- **Texto**:
>>
El cine tiene mucho de oportunismo. Una de las razones por
las que una película triunfa es porque llega en el momento adecuado, aunque en
realidad no tenga méritos suficientes para ser salvada de la quema. Con
Independence Day sucedió algo así en 1996. La Tierra sufriendo una invasión
extraterrestre a gran escala como en realidad no se había visto nunca en una gran pantalla, desde luego no con ese formidable festival de destrucción masiva que culminó con la mítica imagen de la Casa Blanca volando en pedazos, con
actores de segundo nivel pero reconocibles, efectos especiales vanguardistas y
un tono simpático y resultón. Pero fue en 1996. Independence Day. Contrataaque
quiere hacer algo parecido en 2016, pero Roland Emmerich ya no es el mismo y el
mundo tampoco. La ingenuidad se ha perdido, el espectáculo de hace veinte años
no tiene nada que ver con el de ahora. Y Emmerich, con el siempre sorprendente
apoyo de cuatro guionistas más para firmar semejante despropósito, ya no tiene el
mismo enlace con el público.
Independence Day es un delicioso placer culpable. Su secuela, sin embargo, es una triste forma de desvirtuar el agradable recuerdo que, aunque se
niegue, dejó aquella en toda clase de públicos. Contraataque sólo tiene una baza: la
nostalgia. El apoyo en la franquicia es un recurso muy habitual que, por
desgracia, está dando pie a intentos de revival demasiado lastimosos. La
nostalgia, por supuesto, no es capaz de sostener esta secuela, pero no lo hace
por una razón muy sencilla, y es que Emmerich traiciona su propia invención, y todo lo que en 1996 podía tener su gracia o incluso estar bien construido, en 2016 está ya agotado y superado. Pero es que ni siquiera Emmerich confía demasiado en su producto, y no hay nada en este regreso al universo de Independence Day que mejore lo que ya vimos hace dos décadas. Nada. Y eso es especialmente sangrante en lo visual, porque aquella dejó imágenes para el recuerdo y esta no hace más que tratar de revivirlas mediante imágenes por ordenador que no son capaces de igualar lo que hacían las maquetas de antaño.
<<
- **Conjunto de datos**:
>>
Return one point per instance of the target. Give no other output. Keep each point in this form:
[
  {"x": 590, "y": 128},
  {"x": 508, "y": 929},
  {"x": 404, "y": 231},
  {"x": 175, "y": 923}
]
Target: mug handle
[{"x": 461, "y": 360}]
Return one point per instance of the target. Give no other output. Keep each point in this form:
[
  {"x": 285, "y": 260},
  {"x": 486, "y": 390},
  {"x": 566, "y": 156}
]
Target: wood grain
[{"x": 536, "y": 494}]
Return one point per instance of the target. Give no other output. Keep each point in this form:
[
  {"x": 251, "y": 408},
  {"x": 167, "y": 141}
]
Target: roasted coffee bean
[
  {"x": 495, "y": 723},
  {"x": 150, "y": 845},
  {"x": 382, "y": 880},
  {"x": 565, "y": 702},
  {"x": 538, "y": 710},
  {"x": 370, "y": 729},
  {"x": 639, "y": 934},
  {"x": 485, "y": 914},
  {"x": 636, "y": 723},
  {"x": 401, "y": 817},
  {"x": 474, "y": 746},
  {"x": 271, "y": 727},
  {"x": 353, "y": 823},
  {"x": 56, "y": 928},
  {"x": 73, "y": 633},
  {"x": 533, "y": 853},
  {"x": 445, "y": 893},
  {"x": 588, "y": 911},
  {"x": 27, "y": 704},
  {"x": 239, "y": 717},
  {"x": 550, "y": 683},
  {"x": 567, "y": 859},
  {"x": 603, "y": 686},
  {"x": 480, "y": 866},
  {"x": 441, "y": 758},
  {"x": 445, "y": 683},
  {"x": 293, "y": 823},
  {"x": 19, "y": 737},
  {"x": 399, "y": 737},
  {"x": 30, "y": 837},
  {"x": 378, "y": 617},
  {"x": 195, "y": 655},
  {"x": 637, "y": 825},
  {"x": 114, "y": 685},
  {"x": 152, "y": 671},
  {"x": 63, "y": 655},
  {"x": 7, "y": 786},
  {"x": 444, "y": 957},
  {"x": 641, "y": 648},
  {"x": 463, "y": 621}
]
<<
- **Tarea**:
Transcribe entera la reseña sobre la secuela de Independence Day, sin cambiar nada. Los datos no hacen falta para esto.

- **Resultado**:
El cine tiene mucho de oportunismo. Una de las razones por
las que una película triunfa es porque llega en el momento adecuado, aunque en
realidad no tenga méritos suficientes para ser salvada de la quema. Con
Independence Day sucedió algo así en 1996. La Tierra sufriendo una invasión
extraterrestre a gran escala como en realidad no se había visto nunca en una gran pantalla, desde luego no con ese formidable festival de destrucción masiva que culminó con la mítica imagen de la Casa Blanca volando en pedazos, con
actores de segundo nivel pero reconocibles, efectos especiales vanguardistas y
un tono simpático y resultón. Pero fue en 1996. Independence Day. Contrataaque
quiere hacer algo parecido en 2016, pero Roland Emmerich ya no es el mismo y el
mundo tampoco. La ingenuidad se ha perdido, el espectáculo de hace veinte años
no tiene nada que ver con el de ahora. Y Emmerich, con el siempre sorprendente
apoyo de cuatro guionistas más para firmar semejante despropósito, ya no tiene el
mismo enlace con el público.
Independence Day es un delicioso placer culpable. Su secuela, sin embargo, es una triste forma de desvirtuar el agradable recuerdo que, aunque se
niegue, dejó aquella en toda clase de públicos. Contraataque sólo tiene una baza: la
nostalgia. El apoyo en la franquicia es un recurso muy habitual que, por
desgracia, está dando pie a intentos de revival demasiado lastimosos. La
nostalgia, por supuesto, no es capaz de sostener esta secuela, pero no lo hace
por una razón muy sencilla, y es que Emmerich traiciona su propia invención, y todo lo que en 1996 podía tener su gracia o incluso estar bien construido, en 2016 está ya agotado y superado. Pero es que ni siquiera Emmerich confía demasiado en su producto, y no hay nada en este regreso al universo de Independence Day que mejore lo que ya vimos hace dos décadas. Nada. Y eso es especialmente sangrante en lo visual, porque aquella dejó imágenes para el recuerdo y esta no hace más que tratar de revivirlas mediante imágenes por ordenador que no son capaces de igualar lo que hacían las maquetas de antaño.